Copy the items below word for word, starting at the line that contains "Annotate the paddleboard" and continuing through the end of the items, both ends included.

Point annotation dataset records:
******
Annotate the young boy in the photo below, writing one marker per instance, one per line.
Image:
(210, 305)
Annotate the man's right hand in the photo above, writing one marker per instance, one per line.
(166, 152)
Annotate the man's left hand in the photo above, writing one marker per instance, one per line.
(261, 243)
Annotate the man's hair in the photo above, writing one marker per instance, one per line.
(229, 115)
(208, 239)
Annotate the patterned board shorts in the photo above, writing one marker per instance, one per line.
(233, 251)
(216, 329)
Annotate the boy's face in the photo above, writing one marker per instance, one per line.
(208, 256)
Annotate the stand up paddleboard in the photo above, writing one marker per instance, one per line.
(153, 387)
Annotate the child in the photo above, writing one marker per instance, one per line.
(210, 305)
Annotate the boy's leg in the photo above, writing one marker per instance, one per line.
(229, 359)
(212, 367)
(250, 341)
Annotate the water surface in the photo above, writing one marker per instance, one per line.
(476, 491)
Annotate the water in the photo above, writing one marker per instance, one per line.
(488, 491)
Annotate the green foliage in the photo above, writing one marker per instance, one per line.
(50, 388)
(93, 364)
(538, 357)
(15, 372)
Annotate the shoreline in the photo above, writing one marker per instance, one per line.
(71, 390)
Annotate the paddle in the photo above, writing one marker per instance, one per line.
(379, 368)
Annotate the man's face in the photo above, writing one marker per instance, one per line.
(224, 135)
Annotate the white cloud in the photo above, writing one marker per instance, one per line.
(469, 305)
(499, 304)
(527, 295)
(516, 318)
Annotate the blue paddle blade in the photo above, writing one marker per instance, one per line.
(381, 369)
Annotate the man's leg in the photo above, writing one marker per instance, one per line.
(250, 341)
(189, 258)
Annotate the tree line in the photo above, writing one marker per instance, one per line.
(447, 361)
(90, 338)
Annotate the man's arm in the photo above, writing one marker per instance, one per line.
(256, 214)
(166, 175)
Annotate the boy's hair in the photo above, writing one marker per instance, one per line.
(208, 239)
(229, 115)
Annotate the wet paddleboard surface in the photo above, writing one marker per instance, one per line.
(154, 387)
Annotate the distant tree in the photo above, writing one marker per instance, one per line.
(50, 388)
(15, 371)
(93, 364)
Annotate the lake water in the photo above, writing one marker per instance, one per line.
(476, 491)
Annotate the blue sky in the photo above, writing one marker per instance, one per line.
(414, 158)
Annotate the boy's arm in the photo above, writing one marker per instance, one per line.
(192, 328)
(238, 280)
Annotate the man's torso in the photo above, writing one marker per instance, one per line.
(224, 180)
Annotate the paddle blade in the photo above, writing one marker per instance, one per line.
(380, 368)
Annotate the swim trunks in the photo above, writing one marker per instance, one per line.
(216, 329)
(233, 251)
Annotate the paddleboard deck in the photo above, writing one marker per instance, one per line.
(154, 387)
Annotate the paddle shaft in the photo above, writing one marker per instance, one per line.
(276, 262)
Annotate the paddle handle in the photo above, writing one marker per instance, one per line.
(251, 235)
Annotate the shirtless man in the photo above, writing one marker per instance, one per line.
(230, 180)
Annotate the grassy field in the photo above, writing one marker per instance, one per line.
******
> Response:
Annotate the paddleboard deck in the photo above, writing one marker per instance, one per line.
(154, 387)
Annotate the paddle shaft in the photo above, writing one marker per instance, one per line.
(276, 262)
Annotate the paddle handle in the photo above, writing one marker per instance, one per line.
(251, 235)
Annotate the shirtless man in the photo above, writing one marker per instance, one per line.
(230, 180)
Annotate the grassy field in the photo above, writing one marker per instance, one per line.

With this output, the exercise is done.